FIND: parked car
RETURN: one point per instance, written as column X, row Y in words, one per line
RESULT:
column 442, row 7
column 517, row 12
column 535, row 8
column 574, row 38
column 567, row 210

# # #

*Task instructions*: Rewrite the entries with "instance" changed to "occurrence" and everything else left unchanged.

*Exercise answer*:
FIND: parked car
RETURN: one point per occurrence, written as column X, row Y in words, one per line
RESULT:
column 442, row 7
column 517, row 12
column 535, row 8
column 574, row 38
column 567, row 210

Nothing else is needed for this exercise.